◆ **WHAT YOU HAVE TO DO**
Start to finish, the listing must be rewritten exactly.

◆ **STORED DATA**
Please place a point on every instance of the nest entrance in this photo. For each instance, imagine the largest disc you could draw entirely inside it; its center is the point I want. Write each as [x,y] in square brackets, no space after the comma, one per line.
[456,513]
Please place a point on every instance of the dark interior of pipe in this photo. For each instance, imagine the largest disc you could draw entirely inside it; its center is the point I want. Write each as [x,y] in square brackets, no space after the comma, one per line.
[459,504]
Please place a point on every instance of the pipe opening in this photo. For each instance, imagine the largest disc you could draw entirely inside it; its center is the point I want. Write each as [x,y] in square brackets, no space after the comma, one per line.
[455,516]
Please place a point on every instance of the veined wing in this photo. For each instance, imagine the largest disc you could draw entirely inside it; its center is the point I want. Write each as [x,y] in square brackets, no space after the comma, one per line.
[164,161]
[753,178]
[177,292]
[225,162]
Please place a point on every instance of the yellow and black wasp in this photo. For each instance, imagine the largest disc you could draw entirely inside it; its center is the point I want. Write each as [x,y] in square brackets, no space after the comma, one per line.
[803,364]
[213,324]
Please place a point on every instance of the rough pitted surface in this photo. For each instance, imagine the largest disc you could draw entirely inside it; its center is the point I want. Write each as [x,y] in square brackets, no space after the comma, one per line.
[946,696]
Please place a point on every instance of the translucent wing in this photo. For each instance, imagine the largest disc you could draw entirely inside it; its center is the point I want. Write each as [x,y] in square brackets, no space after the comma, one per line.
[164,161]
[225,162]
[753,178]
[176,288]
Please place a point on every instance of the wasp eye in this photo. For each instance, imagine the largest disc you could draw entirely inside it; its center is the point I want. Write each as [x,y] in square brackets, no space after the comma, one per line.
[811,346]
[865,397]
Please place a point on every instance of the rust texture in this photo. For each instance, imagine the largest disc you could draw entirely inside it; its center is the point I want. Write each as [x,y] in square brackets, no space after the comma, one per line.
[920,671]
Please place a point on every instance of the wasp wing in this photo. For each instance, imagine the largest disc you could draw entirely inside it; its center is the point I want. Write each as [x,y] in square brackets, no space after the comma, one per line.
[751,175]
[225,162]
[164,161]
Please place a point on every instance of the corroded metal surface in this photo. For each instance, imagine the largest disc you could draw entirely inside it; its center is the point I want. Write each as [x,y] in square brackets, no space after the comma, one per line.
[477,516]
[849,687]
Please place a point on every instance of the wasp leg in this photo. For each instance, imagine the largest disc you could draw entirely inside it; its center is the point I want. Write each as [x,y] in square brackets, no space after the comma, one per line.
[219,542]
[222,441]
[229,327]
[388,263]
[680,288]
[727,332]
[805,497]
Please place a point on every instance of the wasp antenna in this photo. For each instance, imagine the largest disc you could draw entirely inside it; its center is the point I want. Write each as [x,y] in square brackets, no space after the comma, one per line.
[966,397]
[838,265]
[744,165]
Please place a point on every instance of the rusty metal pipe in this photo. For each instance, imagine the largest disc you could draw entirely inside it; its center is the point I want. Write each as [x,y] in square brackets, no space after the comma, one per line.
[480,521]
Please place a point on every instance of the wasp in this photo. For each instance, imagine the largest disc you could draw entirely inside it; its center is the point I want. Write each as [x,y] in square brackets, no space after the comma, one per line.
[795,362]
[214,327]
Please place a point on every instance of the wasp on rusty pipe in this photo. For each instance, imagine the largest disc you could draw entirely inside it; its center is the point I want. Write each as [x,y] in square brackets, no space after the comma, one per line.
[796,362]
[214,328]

◆ **TASK SOLUTION**
Please place a point on every instance of the nest entrance in this photo. For each instance, imagine the largest disc you could draw entirely inside it; its center is the point I want. Write each as [x,y] in square brackets, no space after the comma, one per line.
[456,513]
Please place a point on every instance of the dark interior of pipe in this photo. For each instance, imagine the largest disc you could draw entirely inside it; its center is the point I want. Write each as [x,y] in square brackets, no space after the comma, one per line.
[459,504]
Please place a point on every instance of the pipe opening in this photo. For each instance, imagine the largest disc you could draw entirely inside it; its center is the point I want. Write each as [x,y] in square brackets, no space after the comma, one per line.
[455,516]
Please place a point on every instance of the veined wing in this photo. For each instance, imagine the largest disc you could draw entirely inside it; its center is the point I want. Write each as [x,y] in square brackets, no space after the comma, one per line.
[164,161]
[753,178]
[177,292]
[225,162]
Please place a point on every instance of the yellow and black wasp in this photo. For each instance, imagine the largest disc you could draw entirely inside it; its center is the point I want. Write each as [x,y] in square brackets, no space after the comma, one per line.
[803,364]
[213,324]
Please place a point on every instance of the rough pitted surface in this photo. For each instance, imagine the largest disc you could draw entirely inside it; its center is the point I want. Write each as [x,y] in square brackets, no space after the comma, one per line.
[946,696]
Please place a point on every instance of the translucent wing in this photo. For each instance, imagine the largest disc you could draw entirely inside it; its center is the point I want. Write each as [x,y] in square brackets, no space after the comma, one per line.
[164,161]
[225,162]
[753,178]
[176,288]
Please place a point on every instance of the wasp eye in this photo. For each instance, imagine the largest disc you could draw entirely inside it; its center is the point I want. Write each as [x,y] in square brackets, no space after the comma, one per line.
[811,346]
[865,397]
Please place a point on every instance of the rust texture in this photo. For each instance, imagine the largest disc you could draw entirely inside it; its center is the point I want. Write each as [x,y] in square brackets, no space after the comma, one per line.
[920,671]
Please place a point on every instance of the wasp wing in this photo. For each instance, imagine the largest disc you could draw entirely inside it; its center is the point I want. Write each as [x,y] in square brackets, no space after the comma, one per line.
[751,175]
[225,162]
[164,161]
Please place a point on every instance of the corroded metal surface in this photo. For each instance, imagine the largest disc you could draw entirely inside it; its center is the point I want. Write each as [x,y] in square brackets, no space after the comma, one per line.
[477,516]
[849,687]
Please place a point on every instance of the wasp leg in this photo. For each instance, imagine the largest disc you could draw entirely inside it; its center is the point I want. Write each as [x,y] in square brackets, no space after the comma, one per line.
[219,542]
[222,441]
[229,327]
[388,263]
[680,288]
[727,332]
[805,497]
Please place a point on every instance of the wasp antenna in this photo. For each instance, imagine the largest disc you could draw entirely inside it; its center is the point I want. Write each as [x,y] in square brackets, no space after the comma, one per line.
[966,397]
[838,265]
[744,165]
Please place a point on every instance of the rusty metal pipe in this photo. For each instance, imagine the largest disc you could draw entirely inside it; its center is the point I want. Write each as [x,y] in square brackets, no space after the comma, one per line.
[480,521]
Please place a point on every instance of the wasp in this photo. For each instance, imagine the largest disc you could draw entirely inside it; its center is the point I want. Write each as [x,y] in square brackets, no space after the comma, one per line.
[795,362]
[214,327]
Please place a point on every instance of the wasp on rusty pipe in this photo. For each instance, imagine the largest disc you could draw entirely inside it; its center is the point I want. Write each as [x,y] in square brackets, no space after the comma, one per line.
[796,362]
[214,328]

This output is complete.